_FRAGMENTO:_
((
Actualizado: 15 oct 2021


Los temperamentos detrás de los argumentos


Hay una idea recurrente en los pensadores de la tradición inglesa moderna, que hoy en día parece estar cayendo en el olvido: la razón sigue a las pasiones, y no al contrario; muchas veces nuestros aparatos teóricos no son más que un ejercicio para racionalizar nuestras disposiciones temperamentales o anímicas. Hume plantea muy claramente ese punto de vista en su Treatise, y quizás fue Nietzsche quien terminó de explotar todo su potencial, al mostrar cómo nuestras distinciones de “bueno” y “malo” pueden tener mucho más de embrollo emocional a lo largo de los siglos que de un análisis juicioso de alguna realidad incuestionable.


William James decía que de entrada tenemos un cierto temperamento o racionalista o empírico, y que el uno excluye al otro. Russel, en su Historia de la Filosofía, dice en algunas líneas, casi de pasada, algo que hace eco de esa manera de explicar la forma en que la humanidad se relaciona con la realidad:


Todo filósofo, además del sistema formal que ofrece al mundo, tiene otro, mucho más simple del que puede no darse cuenta plenamente. Si se percata de él, probablemente comprenda que no será suficiente; lo oculta entonces, y expone algo más sofisticado, cosa que cree porque es semejante a su sistema primario, pero que pide que a los demás que lo acepten, pues piensa que lo ha confeccionado de tal forma que no puede ser desaprobado. Se llega a la sofisticación por medio de la refutación de las refutaciones, pero eso por sí solo jamás brindará un resultado positivo: a lo máximo, muestra que una teoría puede ser verdad, pero no que tiene que ser verdadera. El resultado positivo, por poco que el filósofo se dé cuenta de eso, es el resultado de sus preconcepciones imaginativas, o lo que Santayana llama <<fe animal>>” (B. Russel, Historia de la Filosofía, Capítulo XXIII).


Por estos días, la radicalización de las posiciones políticas en Latinoamérica habla desde nuevos discursos que quizás no sean más que nuevas versiones de disposiciones anímicas que durante siglos han recorrido no solo al continente, sino a la humanidad. Los movimientos de izquierda enarbolan la equidad como la principal bandera de una visión comunitarista; los de derecha, rescatando la tradición de los derechos civiles individuales, se posicionan alrededor de ideologías libertarias para contraponerse.
))
_TAREAS:_
1. Reproduce palabra por palabra el fragmento sobre los temperamentos, entre "Los temperamentos detrás" y "alguna realidad incuestionable.", ambos incluidos.
2. En el fragmento sobre los temperamentos, ¿qué nombre le da Santayana a las preconcepciones imaginativas del filósofo?
3. Prolonga el texto sobre los temperamentos detrás de los argumentos a partir de su última oración.

(Entradas de datos recopiladas)
((
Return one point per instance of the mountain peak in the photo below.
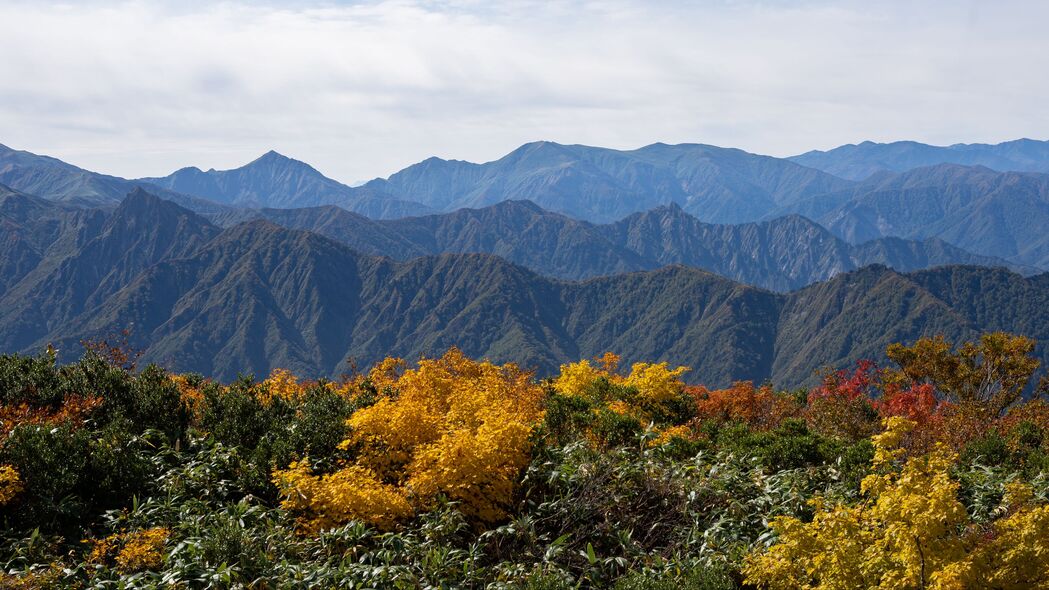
(272, 156)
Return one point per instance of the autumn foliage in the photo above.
(451, 426)
(930, 470)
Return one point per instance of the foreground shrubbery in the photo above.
(453, 472)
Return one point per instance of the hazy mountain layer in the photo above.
(858, 162)
(782, 254)
(257, 296)
(277, 181)
(714, 184)
(1000, 214)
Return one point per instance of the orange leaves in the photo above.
(761, 407)
(73, 411)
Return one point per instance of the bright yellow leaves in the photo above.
(352, 492)
(655, 382)
(131, 551)
(644, 396)
(280, 384)
(911, 532)
(11, 484)
(451, 426)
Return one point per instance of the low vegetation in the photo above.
(929, 472)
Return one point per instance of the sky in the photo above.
(361, 89)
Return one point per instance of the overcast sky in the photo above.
(361, 89)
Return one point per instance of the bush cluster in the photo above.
(454, 472)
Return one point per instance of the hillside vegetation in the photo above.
(929, 472)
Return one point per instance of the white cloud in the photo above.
(361, 89)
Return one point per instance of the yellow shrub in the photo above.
(451, 426)
(911, 532)
(131, 551)
(143, 550)
(577, 376)
(349, 493)
(11, 484)
(281, 383)
(656, 381)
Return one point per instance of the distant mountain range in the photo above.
(278, 181)
(257, 295)
(782, 254)
(986, 212)
(716, 185)
(859, 162)
(271, 181)
(992, 213)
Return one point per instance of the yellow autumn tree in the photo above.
(912, 531)
(640, 394)
(451, 426)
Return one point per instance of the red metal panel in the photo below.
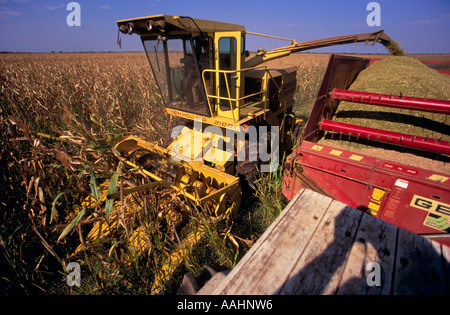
(415, 199)
(413, 103)
(402, 139)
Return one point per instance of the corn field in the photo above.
(59, 117)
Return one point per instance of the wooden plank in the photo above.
(268, 265)
(375, 242)
(318, 270)
(419, 266)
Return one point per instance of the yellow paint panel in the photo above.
(438, 178)
(336, 152)
(356, 157)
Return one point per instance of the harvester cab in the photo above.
(205, 74)
(201, 72)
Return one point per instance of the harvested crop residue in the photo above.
(398, 76)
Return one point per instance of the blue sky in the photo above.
(40, 26)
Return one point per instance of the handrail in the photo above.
(229, 98)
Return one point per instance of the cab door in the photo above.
(229, 84)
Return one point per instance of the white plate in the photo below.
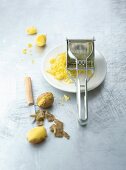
(95, 81)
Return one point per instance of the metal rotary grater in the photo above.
(80, 56)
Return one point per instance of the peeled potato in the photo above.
(41, 40)
(45, 100)
(37, 134)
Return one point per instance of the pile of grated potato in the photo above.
(58, 69)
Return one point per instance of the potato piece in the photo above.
(41, 40)
(45, 100)
(37, 135)
(31, 30)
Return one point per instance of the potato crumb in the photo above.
(41, 40)
(24, 51)
(31, 30)
(66, 98)
(33, 61)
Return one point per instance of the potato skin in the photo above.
(45, 100)
(37, 135)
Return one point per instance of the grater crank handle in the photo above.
(82, 114)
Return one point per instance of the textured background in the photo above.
(102, 144)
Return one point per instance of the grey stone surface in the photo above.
(101, 145)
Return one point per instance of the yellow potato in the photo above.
(37, 135)
(31, 30)
(45, 100)
(41, 40)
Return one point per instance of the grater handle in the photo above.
(28, 90)
(82, 113)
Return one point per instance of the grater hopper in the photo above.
(80, 58)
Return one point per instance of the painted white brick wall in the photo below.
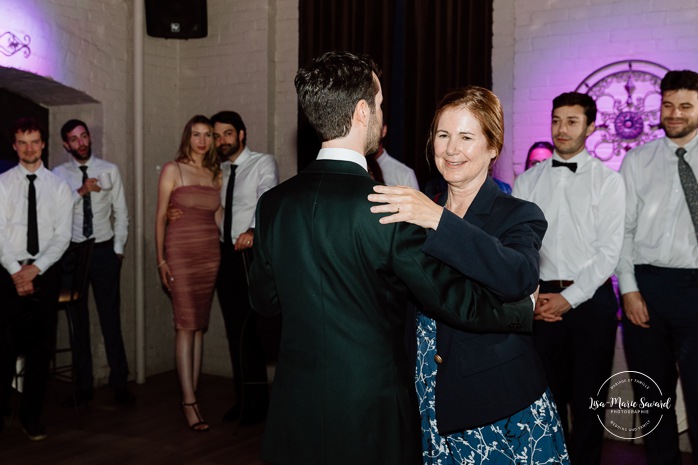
(244, 64)
(557, 44)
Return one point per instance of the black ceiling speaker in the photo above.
(176, 19)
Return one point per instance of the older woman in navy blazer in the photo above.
(483, 396)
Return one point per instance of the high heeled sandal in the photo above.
(196, 426)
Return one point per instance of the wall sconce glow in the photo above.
(11, 44)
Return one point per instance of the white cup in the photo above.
(105, 181)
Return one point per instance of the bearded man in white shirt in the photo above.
(100, 213)
(658, 269)
(35, 225)
(576, 322)
(253, 173)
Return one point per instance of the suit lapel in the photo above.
(481, 209)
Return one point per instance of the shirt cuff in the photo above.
(627, 283)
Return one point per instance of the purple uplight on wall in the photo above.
(628, 100)
(11, 44)
(31, 38)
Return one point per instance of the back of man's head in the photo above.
(70, 125)
(232, 118)
(27, 124)
(330, 87)
(569, 99)
(678, 80)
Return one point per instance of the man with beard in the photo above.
(344, 385)
(658, 270)
(98, 196)
(246, 176)
(34, 232)
(576, 323)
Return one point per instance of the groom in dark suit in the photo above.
(344, 391)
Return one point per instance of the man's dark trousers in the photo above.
(28, 327)
(244, 344)
(577, 354)
(104, 278)
(671, 295)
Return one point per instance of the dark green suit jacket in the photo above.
(343, 390)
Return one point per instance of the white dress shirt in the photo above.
(105, 203)
(585, 212)
(256, 173)
(53, 214)
(338, 154)
(658, 226)
(396, 173)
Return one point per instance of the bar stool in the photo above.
(75, 265)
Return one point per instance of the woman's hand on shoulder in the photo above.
(405, 204)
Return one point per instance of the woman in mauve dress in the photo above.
(188, 253)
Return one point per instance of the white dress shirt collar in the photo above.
(339, 154)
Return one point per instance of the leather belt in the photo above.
(564, 284)
(561, 283)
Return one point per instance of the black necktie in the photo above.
(86, 207)
(571, 166)
(690, 186)
(32, 226)
(228, 214)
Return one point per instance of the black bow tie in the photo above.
(571, 166)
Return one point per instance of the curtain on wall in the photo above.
(424, 48)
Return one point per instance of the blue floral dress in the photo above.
(532, 436)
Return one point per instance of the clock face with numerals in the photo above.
(629, 101)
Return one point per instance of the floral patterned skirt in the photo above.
(532, 436)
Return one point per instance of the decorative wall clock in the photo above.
(628, 100)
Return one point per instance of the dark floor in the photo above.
(153, 431)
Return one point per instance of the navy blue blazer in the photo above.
(485, 377)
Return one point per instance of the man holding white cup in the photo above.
(98, 196)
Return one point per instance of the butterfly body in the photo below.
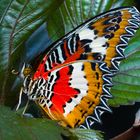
(72, 81)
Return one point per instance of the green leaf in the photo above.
(14, 126)
(19, 20)
(72, 13)
(87, 134)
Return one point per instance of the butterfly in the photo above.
(73, 80)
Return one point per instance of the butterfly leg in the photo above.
(20, 96)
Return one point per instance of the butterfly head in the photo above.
(26, 71)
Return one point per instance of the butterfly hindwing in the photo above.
(102, 38)
(75, 90)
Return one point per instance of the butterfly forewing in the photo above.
(74, 77)
(102, 38)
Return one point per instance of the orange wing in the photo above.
(102, 38)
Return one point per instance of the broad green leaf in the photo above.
(87, 134)
(72, 13)
(19, 20)
(15, 127)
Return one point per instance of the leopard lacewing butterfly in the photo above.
(72, 82)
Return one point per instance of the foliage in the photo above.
(23, 36)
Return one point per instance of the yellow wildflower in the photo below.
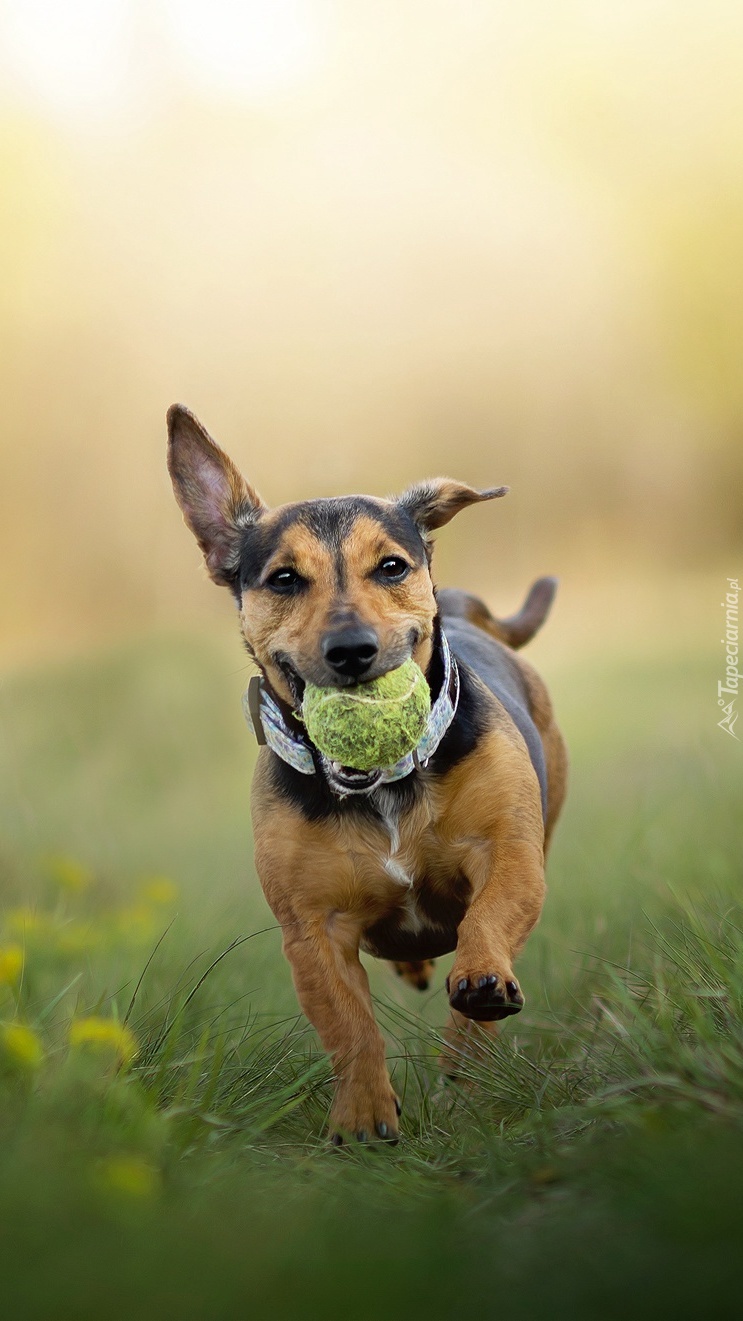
(159, 889)
(136, 925)
(69, 873)
(128, 1175)
(20, 1045)
(11, 963)
(105, 1035)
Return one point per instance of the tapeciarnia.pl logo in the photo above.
(727, 687)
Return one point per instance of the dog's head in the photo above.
(331, 591)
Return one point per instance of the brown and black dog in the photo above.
(450, 855)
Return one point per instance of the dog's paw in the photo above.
(484, 996)
(365, 1118)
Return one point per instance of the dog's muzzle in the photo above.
(265, 715)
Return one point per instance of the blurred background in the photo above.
(368, 243)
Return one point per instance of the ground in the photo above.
(164, 1103)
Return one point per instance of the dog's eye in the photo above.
(284, 580)
(393, 568)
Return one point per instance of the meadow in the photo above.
(163, 1102)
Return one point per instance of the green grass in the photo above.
(591, 1167)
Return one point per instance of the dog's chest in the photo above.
(421, 885)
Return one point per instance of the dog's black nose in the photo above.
(351, 651)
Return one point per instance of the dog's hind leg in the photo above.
(417, 972)
(517, 629)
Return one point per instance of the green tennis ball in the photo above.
(372, 724)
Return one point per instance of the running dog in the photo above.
(442, 852)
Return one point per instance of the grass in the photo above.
(161, 1116)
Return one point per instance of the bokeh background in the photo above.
(368, 242)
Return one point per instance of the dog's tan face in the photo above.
(331, 591)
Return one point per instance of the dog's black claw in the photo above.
(487, 998)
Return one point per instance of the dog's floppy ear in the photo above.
(214, 498)
(432, 503)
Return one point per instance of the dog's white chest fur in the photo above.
(394, 865)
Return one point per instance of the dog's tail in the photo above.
(518, 628)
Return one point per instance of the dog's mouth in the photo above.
(347, 780)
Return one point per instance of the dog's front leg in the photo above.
(333, 991)
(509, 891)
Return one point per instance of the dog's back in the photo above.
(487, 646)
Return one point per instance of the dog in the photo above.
(444, 852)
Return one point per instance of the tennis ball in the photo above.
(372, 724)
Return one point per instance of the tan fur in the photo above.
(294, 626)
(466, 861)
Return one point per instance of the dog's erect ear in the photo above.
(214, 498)
(434, 502)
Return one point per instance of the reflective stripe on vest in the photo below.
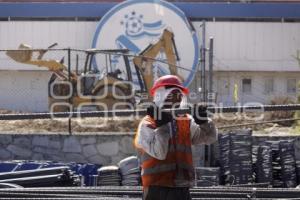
(177, 169)
(159, 169)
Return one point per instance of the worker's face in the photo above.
(173, 99)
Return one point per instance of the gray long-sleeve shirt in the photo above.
(155, 141)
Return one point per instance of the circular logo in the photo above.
(135, 24)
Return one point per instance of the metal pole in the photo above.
(203, 49)
(211, 59)
(70, 99)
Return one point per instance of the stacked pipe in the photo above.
(224, 147)
(236, 157)
(134, 193)
(47, 177)
(207, 176)
(130, 171)
(240, 159)
(263, 166)
(276, 166)
(288, 163)
(109, 176)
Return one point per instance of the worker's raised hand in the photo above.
(200, 114)
(160, 117)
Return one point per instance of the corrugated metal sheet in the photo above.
(246, 46)
(40, 34)
(254, 46)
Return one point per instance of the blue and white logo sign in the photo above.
(134, 24)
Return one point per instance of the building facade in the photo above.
(254, 52)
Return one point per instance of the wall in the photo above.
(105, 149)
(239, 46)
(258, 83)
(98, 149)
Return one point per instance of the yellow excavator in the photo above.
(88, 86)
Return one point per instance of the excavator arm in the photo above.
(144, 62)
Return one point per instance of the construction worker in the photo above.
(164, 142)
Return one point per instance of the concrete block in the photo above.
(89, 150)
(101, 160)
(126, 145)
(71, 145)
(108, 148)
(22, 141)
(42, 141)
(5, 139)
(19, 151)
(5, 155)
(74, 157)
(88, 140)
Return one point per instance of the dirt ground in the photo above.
(122, 125)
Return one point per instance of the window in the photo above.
(247, 85)
(223, 86)
(291, 85)
(269, 86)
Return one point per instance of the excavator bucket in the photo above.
(24, 54)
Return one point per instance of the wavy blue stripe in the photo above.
(191, 9)
(153, 25)
(144, 33)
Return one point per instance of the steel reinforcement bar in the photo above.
(142, 112)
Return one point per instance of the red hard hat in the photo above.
(168, 80)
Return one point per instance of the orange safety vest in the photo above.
(177, 168)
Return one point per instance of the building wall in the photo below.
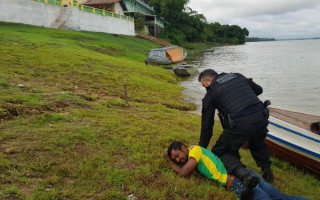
(51, 16)
(118, 9)
(138, 6)
(68, 1)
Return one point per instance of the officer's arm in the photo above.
(255, 87)
(207, 120)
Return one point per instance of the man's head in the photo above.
(206, 77)
(178, 152)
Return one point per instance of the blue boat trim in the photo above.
(294, 146)
(295, 132)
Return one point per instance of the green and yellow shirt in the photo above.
(209, 164)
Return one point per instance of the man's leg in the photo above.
(259, 151)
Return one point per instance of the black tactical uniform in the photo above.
(243, 116)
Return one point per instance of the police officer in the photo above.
(244, 118)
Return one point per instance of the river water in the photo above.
(288, 71)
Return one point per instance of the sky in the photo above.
(280, 19)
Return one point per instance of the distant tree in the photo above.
(183, 24)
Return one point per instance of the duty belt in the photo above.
(229, 181)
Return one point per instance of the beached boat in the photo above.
(290, 140)
(185, 69)
(166, 55)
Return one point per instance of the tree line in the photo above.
(182, 24)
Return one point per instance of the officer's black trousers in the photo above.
(254, 131)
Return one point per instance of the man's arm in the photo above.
(186, 169)
(255, 87)
(207, 119)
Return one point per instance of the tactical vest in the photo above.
(232, 93)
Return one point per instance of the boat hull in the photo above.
(184, 71)
(297, 146)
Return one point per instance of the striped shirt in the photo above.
(209, 164)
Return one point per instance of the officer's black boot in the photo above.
(249, 182)
(267, 174)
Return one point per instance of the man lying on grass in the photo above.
(211, 167)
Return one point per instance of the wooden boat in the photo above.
(290, 140)
(166, 55)
(185, 69)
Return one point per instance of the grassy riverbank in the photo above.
(67, 132)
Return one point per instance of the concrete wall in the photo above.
(51, 16)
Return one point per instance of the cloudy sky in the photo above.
(280, 19)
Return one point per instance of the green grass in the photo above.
(66, 131)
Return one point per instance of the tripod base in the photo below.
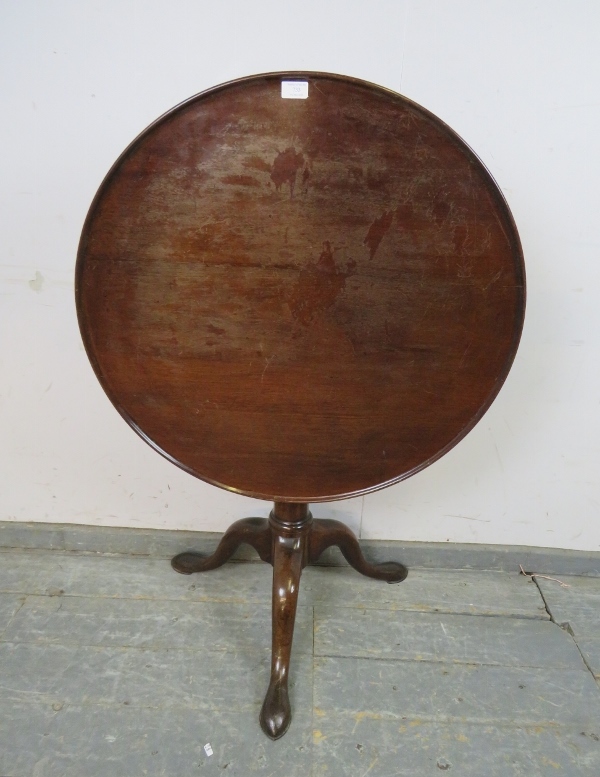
(289, 540)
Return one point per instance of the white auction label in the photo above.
(294, 90)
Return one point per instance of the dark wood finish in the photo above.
(289, 540)
(300, 300)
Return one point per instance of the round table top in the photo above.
(300, 299)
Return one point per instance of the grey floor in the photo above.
(118, 666)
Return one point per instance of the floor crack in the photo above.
(566, 626)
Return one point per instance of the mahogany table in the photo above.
(299, 299)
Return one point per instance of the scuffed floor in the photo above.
(118, 667)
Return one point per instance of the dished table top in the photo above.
(300, 299)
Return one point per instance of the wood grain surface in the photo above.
(300, 299)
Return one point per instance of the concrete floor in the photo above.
(117, 666)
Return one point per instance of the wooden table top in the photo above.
(300, 299)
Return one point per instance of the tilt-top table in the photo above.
(299, 299)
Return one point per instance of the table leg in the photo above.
(252, 531)
(325, 533)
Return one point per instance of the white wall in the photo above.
(518, 79)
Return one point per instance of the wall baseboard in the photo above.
(164, 543)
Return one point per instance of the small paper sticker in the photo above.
))
_RESPUESTAS POR TAREA:_
1.
Los temperamentos detrás de los argumentos


Hay una idea recurrente en los pensadores de la tradición inglesa moderna, que hoy en día parece estar cayendo en el olvido: la razón sigue a las pasiones, y no al contrario; muchas veces nuestros aparatos teóricos no son más que un ejercicio para racionalizar nuestras disposiciones temperamentales o anímicas. Hume plantea muy claramente ese punto de vista en su Treatise, y quizás fue Nietzsche quien terminó de explotar todo su potencial, al mostrar cómo nuestras distinciones de “bueno” y “malo” pueden tener mucho más de embrollo emocional a lo largo de los siglos que de un análisis juicioso de alguna realidad incuestionable.

2. «Fe animal».

3.
Los discursos de “La Libertad” se han venido convirtiendo en un punto focal de aquellos que en la arena política latina se oponen a las nuevas formas de la izquierda, llámense Kirchenerismo, Socialismo Bolivariano o Petrismo. Tienen una justificación de peso al poner sobre la mesa que las víctimas de la izquierda criolla más que estructuras feudales anquilosadas han terminado siendo las libertades civiles mismas. Y claro, hay que reconocer que estos discursos libertarios abren la posibilidad de que estas nuevas olas de la derecha se desliguen de posiciones que ya tienen poco asidero en el contexto cultural contemporáneo (los derechos de unas oligarquías idas a menos, la moral cristiana como eje de las interacciones sociales, la demonización de las revoluciones armadas que ya no hay), y entablen una oposición legítima al defender a la ciudadanía ante los atropellos de los movimientos neomarxistas en los países de la región.


Sin embargo, la libertad es un concepto tan variopinto, o al menos tan multifacético, que resulta al menos complejo que los nuevos movimientos de derecha se quieran establecer como propietarios del término. En la misma etiqueta de “liberal” ya encuentra uno está confusión. Liberal puede decirse aquel que defiende los principios del libre mercado, de las libertades civiles o los límites sagrados que el proyecto moderno estableció para la individualidad. Y liberal también se dice con derecho histórico aquel con un corte revolucionario opuesto al anterior, con una visión progresista en la cual “igualdad” es una bandera que reemplaza a la de las libertades civiles.


Dos temperamentos con dos discursos de “Libertad”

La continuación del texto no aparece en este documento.